Given problem: Beginning with the line where "Teacher note to the class: pick out the light" appears, restate the lines word for word through the last one in the listing.

Data in this exercise:
......

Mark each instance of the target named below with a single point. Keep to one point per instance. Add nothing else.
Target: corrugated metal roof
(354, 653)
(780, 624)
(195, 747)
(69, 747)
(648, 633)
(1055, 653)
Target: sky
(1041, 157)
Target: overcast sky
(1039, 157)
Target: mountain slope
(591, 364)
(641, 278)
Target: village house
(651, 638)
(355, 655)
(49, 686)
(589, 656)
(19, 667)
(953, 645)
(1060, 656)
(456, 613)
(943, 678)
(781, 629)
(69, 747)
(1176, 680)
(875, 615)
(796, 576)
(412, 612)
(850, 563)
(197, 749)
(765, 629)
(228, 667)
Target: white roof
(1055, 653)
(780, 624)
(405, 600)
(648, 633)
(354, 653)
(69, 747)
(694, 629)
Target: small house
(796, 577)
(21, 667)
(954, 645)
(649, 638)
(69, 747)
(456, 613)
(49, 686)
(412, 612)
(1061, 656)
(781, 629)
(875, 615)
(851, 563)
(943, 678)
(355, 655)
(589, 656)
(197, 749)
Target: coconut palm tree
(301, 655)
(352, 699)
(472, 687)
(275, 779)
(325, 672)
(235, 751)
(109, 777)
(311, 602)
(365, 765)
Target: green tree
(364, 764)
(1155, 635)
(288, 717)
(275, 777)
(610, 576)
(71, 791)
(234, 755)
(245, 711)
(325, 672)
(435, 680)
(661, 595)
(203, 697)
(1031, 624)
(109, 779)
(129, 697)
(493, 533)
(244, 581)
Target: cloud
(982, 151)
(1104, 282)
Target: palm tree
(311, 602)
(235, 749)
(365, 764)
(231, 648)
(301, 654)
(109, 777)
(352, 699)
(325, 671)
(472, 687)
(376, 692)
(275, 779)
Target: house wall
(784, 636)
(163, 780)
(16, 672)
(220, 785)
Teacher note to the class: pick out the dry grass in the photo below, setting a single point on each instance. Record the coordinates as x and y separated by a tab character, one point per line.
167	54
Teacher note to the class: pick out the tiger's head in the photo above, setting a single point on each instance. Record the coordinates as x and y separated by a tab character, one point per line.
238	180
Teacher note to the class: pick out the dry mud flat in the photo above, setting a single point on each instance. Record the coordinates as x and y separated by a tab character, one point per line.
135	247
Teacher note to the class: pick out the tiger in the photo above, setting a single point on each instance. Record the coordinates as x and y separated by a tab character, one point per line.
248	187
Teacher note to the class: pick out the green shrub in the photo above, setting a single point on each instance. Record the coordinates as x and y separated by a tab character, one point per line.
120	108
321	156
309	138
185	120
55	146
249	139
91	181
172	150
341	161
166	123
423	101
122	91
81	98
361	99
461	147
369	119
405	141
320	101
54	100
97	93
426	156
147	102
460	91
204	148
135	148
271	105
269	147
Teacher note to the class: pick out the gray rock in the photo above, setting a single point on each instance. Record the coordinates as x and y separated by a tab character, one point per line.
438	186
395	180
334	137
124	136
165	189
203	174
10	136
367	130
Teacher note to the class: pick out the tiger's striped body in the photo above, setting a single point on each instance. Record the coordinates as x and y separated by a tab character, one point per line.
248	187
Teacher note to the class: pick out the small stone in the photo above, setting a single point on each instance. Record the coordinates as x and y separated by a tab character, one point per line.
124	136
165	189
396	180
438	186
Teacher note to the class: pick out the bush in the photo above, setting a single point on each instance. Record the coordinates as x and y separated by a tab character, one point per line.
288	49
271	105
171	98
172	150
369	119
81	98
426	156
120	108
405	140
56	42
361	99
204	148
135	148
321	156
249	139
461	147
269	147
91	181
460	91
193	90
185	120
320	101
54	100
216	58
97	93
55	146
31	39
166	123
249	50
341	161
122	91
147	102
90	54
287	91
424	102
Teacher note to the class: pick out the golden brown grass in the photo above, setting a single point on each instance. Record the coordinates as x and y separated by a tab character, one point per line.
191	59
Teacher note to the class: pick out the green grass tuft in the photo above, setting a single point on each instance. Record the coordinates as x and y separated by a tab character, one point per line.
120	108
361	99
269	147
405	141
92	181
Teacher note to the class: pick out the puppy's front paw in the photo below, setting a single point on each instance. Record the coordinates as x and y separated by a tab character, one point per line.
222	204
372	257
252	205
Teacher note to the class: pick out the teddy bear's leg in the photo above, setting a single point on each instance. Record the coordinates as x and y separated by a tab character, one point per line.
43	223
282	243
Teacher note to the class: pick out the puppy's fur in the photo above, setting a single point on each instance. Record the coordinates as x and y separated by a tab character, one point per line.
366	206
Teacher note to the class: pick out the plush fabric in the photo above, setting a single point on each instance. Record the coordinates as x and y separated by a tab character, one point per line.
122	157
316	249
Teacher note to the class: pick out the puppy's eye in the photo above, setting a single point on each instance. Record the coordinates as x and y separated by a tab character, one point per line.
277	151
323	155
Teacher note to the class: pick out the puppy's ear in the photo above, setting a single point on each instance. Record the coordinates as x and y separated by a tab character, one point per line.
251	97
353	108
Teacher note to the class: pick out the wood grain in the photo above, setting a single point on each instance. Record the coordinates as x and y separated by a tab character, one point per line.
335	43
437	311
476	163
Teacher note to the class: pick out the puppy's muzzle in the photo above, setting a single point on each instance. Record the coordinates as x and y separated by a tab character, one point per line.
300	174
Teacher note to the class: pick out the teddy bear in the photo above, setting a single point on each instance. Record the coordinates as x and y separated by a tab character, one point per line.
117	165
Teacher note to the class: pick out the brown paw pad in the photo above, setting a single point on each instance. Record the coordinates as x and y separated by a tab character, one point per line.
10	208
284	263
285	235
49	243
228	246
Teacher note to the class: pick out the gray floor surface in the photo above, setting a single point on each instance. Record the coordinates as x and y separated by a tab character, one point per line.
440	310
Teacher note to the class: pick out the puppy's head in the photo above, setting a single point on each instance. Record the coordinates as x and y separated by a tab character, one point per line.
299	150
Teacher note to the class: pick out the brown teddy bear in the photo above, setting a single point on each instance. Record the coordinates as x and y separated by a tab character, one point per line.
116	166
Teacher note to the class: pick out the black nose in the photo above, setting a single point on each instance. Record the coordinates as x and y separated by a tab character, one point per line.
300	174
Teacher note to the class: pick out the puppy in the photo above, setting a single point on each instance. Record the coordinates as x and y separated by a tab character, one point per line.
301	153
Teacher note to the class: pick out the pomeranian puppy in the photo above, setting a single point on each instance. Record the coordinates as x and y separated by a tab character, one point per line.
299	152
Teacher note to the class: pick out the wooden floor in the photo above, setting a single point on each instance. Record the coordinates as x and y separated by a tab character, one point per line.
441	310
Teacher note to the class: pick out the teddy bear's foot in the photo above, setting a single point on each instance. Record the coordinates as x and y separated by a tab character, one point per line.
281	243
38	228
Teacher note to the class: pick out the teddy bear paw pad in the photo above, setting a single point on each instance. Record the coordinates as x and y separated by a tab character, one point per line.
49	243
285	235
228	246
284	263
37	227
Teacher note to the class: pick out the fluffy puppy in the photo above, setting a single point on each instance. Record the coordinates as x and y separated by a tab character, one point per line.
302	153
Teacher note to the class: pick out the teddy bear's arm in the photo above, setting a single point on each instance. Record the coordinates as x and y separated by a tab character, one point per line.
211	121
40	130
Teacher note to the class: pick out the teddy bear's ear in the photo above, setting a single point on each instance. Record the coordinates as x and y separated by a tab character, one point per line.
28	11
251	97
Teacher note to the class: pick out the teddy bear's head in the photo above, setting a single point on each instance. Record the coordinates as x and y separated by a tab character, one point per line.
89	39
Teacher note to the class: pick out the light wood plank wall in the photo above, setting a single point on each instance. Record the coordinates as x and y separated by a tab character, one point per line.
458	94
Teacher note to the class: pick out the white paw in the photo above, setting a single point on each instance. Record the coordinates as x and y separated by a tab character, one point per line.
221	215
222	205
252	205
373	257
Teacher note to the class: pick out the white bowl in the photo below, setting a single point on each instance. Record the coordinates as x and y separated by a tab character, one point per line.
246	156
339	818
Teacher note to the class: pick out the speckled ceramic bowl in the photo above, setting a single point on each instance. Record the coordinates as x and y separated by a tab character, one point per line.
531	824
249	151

......

Full output:
Teacher note to the class: pick out the light wood plank wall in the photo above, setting a single point on each instance. Record the coordinates as x and y separated by a tab character, one point per line.
458	94
Teacher note to the class: pick out the white paw in the photo above, setting a single point on each instance. Record the coordinates as x and y separated by a tab character, one point per line.
221	215
222	205
252	205
373	257
Teacher note to the class: pick out the white bowl in the photo below, setting a single point on each instance. Record the coordinates as x and y separated by a tab character, one point per line.
246	156
339	818
Teacher note to the class: pick out the speckled ceramic bowl in the photo above, setting a single point on each instance. Record the coordinates as x and y separated by a tab character, one point per line.
531	824
249	151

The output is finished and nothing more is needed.